Exercise 1: Recast the rows as a Markdown table with the columns Number and Entry. Cover only the part that opens with the first line of the rows and closes with the line containing "pixel 80 430". Put each line's count under Number and its text under Entry, leaving out blank lines.

So after some more help and an extensive reboot of my math skills, I found the answer. The information that I overlooked but is crucial to have is the total length of the message. Moreover, we also need a second message with slightly changed parameters. SoThis thus presupposes that an attacker has access to at least 2 known ciphertexts with known prefix and that both ciphertexts only differ by the prefix (known) and padding (unknown).

Input rows:

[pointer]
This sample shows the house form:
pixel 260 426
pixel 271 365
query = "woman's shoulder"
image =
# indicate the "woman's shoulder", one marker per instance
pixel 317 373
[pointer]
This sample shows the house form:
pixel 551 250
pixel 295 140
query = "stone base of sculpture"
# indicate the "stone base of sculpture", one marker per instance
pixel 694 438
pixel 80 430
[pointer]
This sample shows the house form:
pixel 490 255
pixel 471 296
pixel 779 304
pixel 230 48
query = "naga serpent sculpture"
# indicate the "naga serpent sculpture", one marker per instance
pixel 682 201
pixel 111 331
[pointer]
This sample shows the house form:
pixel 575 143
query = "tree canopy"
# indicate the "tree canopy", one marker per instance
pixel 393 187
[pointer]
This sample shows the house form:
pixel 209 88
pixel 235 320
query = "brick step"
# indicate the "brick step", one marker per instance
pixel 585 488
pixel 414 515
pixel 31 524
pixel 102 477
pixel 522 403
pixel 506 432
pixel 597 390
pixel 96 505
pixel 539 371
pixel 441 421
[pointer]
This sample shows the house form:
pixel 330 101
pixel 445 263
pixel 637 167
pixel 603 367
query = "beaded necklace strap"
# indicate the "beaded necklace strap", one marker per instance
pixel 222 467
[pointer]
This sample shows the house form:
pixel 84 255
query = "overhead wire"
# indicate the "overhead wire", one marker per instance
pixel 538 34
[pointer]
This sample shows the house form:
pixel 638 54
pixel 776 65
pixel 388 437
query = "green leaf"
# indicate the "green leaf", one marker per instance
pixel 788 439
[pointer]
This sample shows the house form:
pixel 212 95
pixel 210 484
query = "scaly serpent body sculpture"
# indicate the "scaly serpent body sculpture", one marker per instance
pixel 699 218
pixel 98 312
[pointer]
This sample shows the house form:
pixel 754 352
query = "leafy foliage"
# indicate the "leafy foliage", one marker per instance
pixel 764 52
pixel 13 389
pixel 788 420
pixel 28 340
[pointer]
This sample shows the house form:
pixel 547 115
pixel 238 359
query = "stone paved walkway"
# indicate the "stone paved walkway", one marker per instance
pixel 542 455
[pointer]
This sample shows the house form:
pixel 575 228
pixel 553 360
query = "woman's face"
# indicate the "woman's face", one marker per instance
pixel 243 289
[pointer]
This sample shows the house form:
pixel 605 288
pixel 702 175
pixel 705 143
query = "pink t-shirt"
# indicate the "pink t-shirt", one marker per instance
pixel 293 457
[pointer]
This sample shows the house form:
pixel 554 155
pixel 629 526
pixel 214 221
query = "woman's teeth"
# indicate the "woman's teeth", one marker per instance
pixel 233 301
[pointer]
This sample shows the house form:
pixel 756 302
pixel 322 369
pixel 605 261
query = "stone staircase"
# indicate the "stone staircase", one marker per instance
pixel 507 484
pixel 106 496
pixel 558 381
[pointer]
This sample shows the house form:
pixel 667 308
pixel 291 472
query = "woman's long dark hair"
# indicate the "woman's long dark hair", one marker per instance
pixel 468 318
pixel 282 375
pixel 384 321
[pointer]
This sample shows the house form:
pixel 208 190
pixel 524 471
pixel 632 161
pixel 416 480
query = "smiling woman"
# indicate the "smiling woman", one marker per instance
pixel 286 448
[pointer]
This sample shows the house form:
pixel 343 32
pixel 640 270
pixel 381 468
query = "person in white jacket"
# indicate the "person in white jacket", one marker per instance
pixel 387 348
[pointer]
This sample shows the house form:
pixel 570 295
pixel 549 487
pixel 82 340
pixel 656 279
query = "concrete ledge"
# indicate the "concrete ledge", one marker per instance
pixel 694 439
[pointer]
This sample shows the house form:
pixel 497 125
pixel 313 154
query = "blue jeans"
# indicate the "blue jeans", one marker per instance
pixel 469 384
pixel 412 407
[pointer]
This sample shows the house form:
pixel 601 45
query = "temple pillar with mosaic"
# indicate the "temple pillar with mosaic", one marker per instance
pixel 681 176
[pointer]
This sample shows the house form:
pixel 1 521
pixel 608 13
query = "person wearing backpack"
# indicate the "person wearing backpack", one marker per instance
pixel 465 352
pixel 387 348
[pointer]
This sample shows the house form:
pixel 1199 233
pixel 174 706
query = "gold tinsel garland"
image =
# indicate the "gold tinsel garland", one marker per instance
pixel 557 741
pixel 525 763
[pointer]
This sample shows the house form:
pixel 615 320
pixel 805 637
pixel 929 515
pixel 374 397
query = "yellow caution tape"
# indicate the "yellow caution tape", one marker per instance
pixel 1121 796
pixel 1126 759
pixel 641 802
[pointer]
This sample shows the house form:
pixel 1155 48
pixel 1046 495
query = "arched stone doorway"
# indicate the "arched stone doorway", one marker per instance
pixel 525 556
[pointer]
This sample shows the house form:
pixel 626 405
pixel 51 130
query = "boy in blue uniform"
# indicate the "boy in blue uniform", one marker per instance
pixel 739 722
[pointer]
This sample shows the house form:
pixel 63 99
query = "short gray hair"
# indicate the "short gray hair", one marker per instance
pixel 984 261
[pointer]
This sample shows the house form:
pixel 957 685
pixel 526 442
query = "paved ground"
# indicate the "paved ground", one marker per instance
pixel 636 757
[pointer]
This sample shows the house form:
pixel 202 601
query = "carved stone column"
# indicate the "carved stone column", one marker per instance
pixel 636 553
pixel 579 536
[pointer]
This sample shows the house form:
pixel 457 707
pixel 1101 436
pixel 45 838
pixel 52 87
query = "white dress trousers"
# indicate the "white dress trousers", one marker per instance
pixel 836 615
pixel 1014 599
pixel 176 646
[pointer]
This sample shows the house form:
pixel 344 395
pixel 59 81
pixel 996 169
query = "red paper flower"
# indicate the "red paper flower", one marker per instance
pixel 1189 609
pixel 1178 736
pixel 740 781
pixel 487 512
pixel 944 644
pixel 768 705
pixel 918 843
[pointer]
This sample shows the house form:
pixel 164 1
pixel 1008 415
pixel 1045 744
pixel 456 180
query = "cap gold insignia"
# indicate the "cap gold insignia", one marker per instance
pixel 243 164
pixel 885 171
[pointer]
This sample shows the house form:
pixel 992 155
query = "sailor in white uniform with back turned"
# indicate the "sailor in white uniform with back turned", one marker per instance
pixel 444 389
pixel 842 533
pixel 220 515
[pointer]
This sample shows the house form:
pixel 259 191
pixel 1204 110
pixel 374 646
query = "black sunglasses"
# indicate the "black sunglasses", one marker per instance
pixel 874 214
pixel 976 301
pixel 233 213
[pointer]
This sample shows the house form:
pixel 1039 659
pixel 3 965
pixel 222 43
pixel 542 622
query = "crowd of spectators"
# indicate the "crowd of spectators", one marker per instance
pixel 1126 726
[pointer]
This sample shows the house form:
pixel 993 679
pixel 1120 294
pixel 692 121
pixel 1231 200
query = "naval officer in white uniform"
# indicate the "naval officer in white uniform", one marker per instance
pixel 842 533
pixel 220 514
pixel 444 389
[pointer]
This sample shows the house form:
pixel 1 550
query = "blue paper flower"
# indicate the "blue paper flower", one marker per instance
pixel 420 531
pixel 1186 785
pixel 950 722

Exercise 2: Give the cryptography forum answer above again, word for word.

Full answer 1:
| Number | Entry |
|---|---|
| 1 | [pointer] |
| 2 | This sample shows the house form: |
| 3 | pixel 260 426 |
| 4 | pixel 271 365 |
| 5 | query = "woman's shoulder" |
| 6 | image = |
| 7 | # indicate the "woman's shoulder", one marker per instance |
| 8 | pixel 317 373 |
| 9 | [pointer] |
| 10 | This sample shows the house form: |
| 11 | pixel 551 250 |
| 12 | pixel 295 140 |
| 13 | query = "stone base of sculpture" |
| 14 | # indicate the "stone base of sculpture", one marker per instance |
| 15 | pixel 694 438 |
| 16 | pixel 80 430 |

Full answer 2:
So after some more help and an extensive reboot of my math skills, I found the answer. The information that I overlooked but is crucial to have is the total length of the message. Moreover, we also need a second message with slightly changed parameters. SoThis thus presupposes that an attacker has access to at least 2 known ciphertexts with known prefix and that both ciphertexts only differ by the prefix (known) and padding (unknown).